<<<<

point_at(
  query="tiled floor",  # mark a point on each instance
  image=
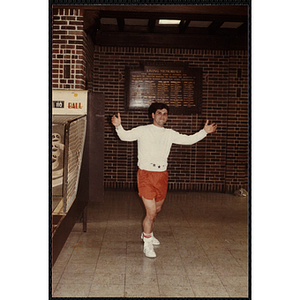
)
(203, 251)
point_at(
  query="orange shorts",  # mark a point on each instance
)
(152, 185)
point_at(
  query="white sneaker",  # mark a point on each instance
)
(155, 241)
(148, 248)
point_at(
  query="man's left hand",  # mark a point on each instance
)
(210, 128)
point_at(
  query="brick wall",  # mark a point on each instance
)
(219, 162)
(72, 51)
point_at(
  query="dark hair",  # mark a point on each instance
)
(155, 106)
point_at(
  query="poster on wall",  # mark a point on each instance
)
(175, 84)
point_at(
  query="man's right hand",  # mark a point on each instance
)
(116, 121)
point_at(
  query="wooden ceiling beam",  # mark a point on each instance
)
(125, 39)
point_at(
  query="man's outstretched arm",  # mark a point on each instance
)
(124, 135)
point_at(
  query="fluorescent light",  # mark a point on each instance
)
(168, 22)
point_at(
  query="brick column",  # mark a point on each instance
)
(70, 45)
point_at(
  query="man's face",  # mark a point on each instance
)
(160, 117)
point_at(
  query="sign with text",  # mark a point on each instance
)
(176, 85)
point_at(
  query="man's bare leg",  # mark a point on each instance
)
(152, 209)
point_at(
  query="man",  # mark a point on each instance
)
(154, 145)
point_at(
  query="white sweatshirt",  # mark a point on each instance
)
(154, 144)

>>>>

### Task goal
Leaving out the pictures, print every record exactly as written.

### Solution to this exercise
point_at(
  query="tiled floor",  # mark a point on each instance
  image=
)
(203, 251)
point_at(
  query="orange shorts",  # mark a point on each instance
)
(152, 185)
point_at(
  query="white sneaker",  # mark a point on each instance
)
(155, 241)
(148, 248)
point_at(
  query="man's left hand",  # mark a point on each instance
)
(210, 128)
point_at(
  query="brick wall",  # mark a point on each instance
)
(219, 162)
(72, 51)
point_at(
  query="dark hair",  # mark a point on each instance
)
(155, 106)
point_at(
  query="poster on wall",  # mark a point on each instance
)
(175, 84)
point_at(
  query="man's right hand",  # mark a point on each instance
)
(116, 121)
point_at(
  query="wooden ceiling beam",  # mark a point on each instance
)
(125, 39)
point_at(
  query="man's outstretched arm",  # mark a point on each instance
)
(124, 135)
point_at(
  query="fluorescent light",  # mark a point on each instance
)
(168, 22)
point_at(
  query="brick column",  # mark a point on each instance
)
(70, 45)
point_at(
  query="man's face",  # mark a point on each instance
)
(160, 117)
point_at(
  query="sign with text",  # mark a point on each instance
)
(176, 85)
point_at(
  query="man's bare leg",  # mark a point on each instance
)
(152, 209)
point_at(
  query="man",  # mark a point on each instance
)
(154, 145)
point_at(
  query="white sweatshirt",  # mark a point on each instance
)
(154, 144)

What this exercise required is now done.